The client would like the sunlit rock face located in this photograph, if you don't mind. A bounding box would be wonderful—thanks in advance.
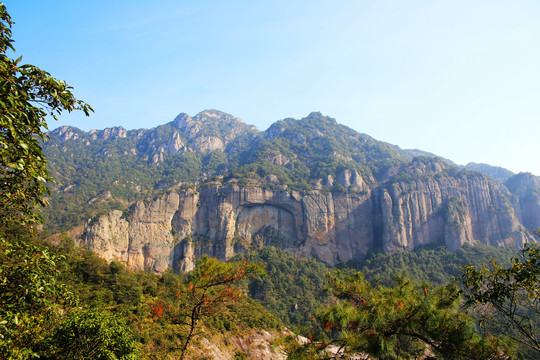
[80,169,533,272]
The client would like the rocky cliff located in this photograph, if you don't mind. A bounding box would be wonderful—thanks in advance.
[44,110,540,271]
[80,161,533,271]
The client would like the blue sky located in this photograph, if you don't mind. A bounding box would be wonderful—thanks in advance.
[4,0,540,175]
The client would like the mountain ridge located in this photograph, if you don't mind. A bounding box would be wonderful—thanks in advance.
[44,110,540,271]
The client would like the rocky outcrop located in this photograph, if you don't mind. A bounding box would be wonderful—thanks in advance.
[80,163,533,271]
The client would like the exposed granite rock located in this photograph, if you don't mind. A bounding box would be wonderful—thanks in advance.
[505,173,540,230]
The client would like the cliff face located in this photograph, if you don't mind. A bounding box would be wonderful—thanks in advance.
[80,163,533,271]
[48,110,540,271]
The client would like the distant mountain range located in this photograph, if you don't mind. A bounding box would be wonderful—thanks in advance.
[44,110,540,271]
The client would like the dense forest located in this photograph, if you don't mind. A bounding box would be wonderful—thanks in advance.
[0,4,540,360]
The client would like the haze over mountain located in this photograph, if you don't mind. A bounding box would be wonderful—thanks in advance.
[44,110,540,271]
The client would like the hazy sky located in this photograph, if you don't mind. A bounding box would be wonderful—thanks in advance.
[4,0,540,175]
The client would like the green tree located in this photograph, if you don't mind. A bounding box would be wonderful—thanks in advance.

+++

◆ **The task**: Count the lines in the records above that contain the word "cliff", matching case exactly, and give only the number.

◆ **Problem solution**: 2